• EXTRACTED INFORMATION:
'''

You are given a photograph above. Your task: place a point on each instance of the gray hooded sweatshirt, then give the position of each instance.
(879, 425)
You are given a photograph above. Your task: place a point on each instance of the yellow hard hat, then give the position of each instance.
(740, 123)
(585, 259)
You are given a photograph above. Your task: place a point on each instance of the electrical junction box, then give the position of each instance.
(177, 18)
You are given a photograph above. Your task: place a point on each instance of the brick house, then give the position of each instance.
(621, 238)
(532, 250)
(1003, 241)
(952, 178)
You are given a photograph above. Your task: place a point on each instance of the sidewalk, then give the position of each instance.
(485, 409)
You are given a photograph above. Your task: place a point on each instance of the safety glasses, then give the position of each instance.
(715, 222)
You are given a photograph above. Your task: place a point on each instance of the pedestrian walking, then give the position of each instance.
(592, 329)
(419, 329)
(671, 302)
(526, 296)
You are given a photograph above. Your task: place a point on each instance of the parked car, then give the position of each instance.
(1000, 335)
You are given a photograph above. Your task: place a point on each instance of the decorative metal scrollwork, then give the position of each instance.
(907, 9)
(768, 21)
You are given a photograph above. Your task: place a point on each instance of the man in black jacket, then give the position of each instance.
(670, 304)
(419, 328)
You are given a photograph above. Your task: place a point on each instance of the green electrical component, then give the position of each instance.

'''
'''

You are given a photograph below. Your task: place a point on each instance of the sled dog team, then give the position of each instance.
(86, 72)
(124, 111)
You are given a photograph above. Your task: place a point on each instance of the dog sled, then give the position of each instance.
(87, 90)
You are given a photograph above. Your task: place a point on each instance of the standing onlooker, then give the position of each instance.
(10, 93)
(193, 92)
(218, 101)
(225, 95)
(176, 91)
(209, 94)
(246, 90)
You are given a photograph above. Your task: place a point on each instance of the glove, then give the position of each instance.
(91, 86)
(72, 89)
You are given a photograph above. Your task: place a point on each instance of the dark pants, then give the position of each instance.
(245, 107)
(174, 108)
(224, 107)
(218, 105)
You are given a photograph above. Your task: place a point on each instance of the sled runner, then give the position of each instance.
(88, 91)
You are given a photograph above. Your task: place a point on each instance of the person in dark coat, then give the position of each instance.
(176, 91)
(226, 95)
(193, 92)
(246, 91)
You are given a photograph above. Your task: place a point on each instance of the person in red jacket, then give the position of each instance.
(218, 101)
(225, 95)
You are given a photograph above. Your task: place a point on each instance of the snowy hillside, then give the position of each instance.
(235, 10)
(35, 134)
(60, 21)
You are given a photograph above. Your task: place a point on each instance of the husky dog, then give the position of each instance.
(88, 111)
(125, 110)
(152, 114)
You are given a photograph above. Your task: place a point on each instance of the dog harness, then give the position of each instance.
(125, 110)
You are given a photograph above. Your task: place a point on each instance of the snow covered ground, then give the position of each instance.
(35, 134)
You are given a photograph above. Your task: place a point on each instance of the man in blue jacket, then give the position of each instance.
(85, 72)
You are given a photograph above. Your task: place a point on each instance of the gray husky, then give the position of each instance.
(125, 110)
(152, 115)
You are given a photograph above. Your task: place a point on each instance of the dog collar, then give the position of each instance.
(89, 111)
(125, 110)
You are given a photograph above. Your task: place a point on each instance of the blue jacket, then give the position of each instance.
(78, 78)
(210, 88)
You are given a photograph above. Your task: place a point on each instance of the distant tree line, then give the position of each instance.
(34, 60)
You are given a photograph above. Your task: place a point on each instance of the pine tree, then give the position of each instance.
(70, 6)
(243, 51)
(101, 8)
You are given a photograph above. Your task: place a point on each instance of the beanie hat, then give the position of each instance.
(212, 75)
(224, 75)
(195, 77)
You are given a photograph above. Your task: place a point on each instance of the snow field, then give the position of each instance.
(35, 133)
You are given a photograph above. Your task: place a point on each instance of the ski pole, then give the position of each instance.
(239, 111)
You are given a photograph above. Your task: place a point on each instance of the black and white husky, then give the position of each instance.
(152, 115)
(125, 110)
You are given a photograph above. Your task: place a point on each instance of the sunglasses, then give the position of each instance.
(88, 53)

'''

• WHAT YOU WILL DO: All that is wanted is the stretch of lines above from the one containing "of the yellow" through the one containing "component, then give the position of each instance.", duplicated exactly.

• WRITTEN ANSWER:
You are given a photograph above. Your task: place a point on each instance of the yellow hard hat, then give the position of each instance.
(740, 123)
(585, 259)
You are given a photograph above. Your task: place a point on each instance of the electrical junction box, then give the position of each instance.
(177, 18)
You are given a photograph above. Your task: place a point on each instance of the brick house, then give the position of each instance.
(621, 238)
(532, 250)
(1003, 241)
(952, 178)
You are given a photograph above. Your task: place a point on each instance of the sidewalk, then give the position of each instance.
(485, 409)
You are given a photograph above. Your task: place a point on each instance of the safety glasses, then give the position of each instance.
(715, 222)
You are given a photograph above. Your task: place a point on each instance of the pedestrian walking, then give the position of each instance.
(592, 329)
(419, 329)
(671, 302)
(526, 296)
You are given a photograph above. Your task: place a point on each instance of the parked car, then give the position of each instance.
(1000, 335)
You are given a photograph above. Your task: place a point on each instance of the decorative metal scrollwork, then give the position of each instance.
(907, 9)
(768, 21)
You are given a photograph above. Your task: place a point on each instance of the man in black jacket, then give the position of each instance.
(670, 304)
(419, 328)
You are given a photograph above. Your task: place a point on each instance of the green electrical component, then give the position of each instance.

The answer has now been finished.